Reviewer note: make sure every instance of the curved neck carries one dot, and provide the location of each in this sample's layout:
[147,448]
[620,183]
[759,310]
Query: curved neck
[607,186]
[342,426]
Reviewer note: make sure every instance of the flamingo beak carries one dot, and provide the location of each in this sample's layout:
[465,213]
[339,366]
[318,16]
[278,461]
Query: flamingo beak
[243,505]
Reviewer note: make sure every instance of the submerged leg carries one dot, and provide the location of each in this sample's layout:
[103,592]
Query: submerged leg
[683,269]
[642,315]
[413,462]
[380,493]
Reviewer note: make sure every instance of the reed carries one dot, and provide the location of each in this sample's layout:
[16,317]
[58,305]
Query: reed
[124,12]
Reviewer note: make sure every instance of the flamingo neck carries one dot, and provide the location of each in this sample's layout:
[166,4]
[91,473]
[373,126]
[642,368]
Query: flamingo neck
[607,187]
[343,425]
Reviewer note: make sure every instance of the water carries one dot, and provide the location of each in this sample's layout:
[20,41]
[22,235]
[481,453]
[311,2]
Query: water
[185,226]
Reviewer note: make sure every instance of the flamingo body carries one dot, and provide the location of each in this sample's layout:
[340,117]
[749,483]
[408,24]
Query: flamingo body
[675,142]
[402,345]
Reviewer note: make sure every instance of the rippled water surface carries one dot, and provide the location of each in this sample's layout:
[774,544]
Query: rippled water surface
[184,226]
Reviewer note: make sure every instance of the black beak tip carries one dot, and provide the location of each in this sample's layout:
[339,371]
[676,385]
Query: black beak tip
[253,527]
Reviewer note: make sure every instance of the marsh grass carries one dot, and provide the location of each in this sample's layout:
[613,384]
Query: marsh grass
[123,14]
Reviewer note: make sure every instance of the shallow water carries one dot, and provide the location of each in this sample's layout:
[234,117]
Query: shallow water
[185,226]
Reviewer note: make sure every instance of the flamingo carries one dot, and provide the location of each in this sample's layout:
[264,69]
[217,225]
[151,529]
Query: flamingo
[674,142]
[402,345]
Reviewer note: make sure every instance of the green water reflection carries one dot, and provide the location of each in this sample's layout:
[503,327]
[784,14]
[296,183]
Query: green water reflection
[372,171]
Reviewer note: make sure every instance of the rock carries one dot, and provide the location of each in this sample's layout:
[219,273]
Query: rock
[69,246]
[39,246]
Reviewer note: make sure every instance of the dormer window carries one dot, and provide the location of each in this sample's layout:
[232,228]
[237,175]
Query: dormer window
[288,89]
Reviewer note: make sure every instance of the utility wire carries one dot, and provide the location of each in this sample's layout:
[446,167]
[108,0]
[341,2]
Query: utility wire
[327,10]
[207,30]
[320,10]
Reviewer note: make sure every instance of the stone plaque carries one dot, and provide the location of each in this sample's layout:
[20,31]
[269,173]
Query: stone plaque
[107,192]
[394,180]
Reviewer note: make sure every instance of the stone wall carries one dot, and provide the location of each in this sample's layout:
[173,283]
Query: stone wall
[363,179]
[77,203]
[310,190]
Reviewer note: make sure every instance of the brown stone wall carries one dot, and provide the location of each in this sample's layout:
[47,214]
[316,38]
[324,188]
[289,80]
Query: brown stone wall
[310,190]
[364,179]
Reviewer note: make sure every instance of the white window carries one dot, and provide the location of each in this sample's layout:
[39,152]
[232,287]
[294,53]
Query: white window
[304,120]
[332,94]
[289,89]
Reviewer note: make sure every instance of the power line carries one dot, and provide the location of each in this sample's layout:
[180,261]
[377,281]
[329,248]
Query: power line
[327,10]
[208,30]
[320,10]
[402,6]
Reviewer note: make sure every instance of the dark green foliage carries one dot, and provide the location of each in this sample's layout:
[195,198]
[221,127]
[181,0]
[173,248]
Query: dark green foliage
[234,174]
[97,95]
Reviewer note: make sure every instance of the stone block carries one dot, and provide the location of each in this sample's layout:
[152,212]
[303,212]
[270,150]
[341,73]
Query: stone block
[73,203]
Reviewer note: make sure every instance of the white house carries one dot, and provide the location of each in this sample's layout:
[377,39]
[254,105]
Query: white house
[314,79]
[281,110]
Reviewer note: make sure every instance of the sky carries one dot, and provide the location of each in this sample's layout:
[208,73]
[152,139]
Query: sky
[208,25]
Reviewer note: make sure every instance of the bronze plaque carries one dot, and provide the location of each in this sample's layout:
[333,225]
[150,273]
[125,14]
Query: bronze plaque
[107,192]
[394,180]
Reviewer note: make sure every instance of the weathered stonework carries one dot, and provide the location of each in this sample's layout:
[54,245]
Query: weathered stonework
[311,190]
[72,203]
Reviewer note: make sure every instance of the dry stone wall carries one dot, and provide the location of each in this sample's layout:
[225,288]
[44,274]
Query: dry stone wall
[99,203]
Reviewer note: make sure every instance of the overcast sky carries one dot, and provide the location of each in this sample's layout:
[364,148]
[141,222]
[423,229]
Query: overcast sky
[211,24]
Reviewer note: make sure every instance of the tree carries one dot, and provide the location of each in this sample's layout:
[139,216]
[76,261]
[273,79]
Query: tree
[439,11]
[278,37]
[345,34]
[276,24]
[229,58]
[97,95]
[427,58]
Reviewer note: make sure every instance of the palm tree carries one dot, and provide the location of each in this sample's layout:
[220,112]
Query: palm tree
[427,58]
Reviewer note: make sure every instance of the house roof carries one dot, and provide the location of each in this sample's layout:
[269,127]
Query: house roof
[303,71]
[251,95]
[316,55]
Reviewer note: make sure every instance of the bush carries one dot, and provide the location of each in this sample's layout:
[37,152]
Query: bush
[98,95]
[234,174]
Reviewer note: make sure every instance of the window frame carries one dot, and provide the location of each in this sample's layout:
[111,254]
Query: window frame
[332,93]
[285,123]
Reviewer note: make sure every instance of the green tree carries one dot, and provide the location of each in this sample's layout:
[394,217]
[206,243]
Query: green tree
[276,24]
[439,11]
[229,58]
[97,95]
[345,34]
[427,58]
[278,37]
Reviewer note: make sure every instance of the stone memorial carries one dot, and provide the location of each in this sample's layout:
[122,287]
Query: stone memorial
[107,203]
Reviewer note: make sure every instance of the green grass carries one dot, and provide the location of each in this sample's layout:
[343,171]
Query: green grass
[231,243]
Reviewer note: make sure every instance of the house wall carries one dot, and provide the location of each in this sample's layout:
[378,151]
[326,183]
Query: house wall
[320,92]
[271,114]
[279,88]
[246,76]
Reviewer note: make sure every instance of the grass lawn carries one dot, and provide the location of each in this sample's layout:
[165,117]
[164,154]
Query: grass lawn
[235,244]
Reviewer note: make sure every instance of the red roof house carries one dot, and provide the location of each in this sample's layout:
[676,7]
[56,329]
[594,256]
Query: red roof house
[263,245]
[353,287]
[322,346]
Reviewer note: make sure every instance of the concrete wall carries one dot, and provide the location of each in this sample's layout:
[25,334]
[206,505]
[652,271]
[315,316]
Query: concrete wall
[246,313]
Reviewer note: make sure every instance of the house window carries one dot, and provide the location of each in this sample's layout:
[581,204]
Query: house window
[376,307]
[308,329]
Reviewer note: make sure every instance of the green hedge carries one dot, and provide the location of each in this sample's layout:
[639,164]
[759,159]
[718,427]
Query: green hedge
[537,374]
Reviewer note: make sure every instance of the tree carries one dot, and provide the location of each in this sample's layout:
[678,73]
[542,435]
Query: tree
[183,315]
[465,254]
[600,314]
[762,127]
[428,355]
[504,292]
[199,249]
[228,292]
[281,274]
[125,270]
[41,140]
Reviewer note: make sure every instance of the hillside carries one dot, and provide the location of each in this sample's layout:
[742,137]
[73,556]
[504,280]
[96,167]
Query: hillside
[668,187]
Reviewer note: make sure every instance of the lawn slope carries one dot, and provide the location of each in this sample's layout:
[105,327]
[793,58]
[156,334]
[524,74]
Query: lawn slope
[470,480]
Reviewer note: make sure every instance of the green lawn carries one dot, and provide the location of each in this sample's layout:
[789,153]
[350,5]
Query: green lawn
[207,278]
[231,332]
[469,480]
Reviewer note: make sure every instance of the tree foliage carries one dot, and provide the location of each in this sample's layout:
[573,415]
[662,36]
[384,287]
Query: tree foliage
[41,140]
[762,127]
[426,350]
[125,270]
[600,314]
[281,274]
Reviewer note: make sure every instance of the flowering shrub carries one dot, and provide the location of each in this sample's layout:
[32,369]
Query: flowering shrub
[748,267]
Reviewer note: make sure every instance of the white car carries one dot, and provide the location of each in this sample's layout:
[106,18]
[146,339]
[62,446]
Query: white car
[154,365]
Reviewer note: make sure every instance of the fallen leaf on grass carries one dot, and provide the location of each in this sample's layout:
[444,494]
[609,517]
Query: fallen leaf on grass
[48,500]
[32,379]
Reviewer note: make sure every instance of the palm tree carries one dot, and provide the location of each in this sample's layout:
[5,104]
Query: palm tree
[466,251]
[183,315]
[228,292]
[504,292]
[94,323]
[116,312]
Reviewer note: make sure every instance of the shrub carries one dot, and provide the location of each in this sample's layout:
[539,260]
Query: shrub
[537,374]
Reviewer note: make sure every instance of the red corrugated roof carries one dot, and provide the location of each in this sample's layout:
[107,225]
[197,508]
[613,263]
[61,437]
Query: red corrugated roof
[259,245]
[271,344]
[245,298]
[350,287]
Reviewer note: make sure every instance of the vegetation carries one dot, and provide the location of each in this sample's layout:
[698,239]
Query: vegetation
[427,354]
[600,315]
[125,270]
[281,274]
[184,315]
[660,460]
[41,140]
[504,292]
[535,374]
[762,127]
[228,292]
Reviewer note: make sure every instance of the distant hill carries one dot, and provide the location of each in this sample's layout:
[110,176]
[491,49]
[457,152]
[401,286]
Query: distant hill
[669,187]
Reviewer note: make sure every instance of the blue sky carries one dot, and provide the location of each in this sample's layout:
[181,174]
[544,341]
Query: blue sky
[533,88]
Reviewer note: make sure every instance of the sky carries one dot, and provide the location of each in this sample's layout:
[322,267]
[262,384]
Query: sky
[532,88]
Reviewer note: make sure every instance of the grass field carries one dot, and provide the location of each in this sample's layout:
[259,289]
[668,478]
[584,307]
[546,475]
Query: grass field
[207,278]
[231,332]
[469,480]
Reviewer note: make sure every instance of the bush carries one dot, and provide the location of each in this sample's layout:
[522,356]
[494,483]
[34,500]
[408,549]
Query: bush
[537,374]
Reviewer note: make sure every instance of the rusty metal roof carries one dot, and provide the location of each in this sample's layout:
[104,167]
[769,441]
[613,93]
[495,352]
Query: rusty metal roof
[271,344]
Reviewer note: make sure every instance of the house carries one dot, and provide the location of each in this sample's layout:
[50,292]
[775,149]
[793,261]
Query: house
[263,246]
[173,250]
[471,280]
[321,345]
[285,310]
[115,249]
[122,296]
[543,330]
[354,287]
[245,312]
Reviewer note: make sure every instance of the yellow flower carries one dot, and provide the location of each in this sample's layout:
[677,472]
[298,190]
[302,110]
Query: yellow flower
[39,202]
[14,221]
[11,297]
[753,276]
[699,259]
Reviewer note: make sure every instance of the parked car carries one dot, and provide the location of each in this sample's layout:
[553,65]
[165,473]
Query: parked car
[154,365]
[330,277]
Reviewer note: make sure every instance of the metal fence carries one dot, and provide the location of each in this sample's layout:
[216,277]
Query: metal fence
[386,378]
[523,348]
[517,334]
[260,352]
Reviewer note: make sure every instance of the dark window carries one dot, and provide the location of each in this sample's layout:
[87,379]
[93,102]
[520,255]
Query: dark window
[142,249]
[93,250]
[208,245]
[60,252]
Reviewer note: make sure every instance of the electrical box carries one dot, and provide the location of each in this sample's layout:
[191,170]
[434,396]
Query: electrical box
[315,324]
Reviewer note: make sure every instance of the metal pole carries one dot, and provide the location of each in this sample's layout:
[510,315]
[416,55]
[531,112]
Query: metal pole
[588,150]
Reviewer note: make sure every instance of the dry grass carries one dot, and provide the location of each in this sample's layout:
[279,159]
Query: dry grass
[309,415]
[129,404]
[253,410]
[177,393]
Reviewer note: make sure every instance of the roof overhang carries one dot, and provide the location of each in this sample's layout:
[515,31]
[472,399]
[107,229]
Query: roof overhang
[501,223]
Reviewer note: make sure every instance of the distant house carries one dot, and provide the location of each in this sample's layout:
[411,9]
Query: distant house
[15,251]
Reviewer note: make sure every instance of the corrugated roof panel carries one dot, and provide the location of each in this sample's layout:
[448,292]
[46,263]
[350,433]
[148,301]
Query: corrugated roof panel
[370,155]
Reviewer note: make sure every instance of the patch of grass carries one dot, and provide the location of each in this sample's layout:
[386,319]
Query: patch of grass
§ §
§ TASK TO COMPLETE:
Copy out each line of the data that holds the string "patch".

§ WRITTEN SOLUTION:
Reviewer note: make sure every instance of the patch of grass carries one dot, and provide the location of each in this sample's layout:
Query: patch of grass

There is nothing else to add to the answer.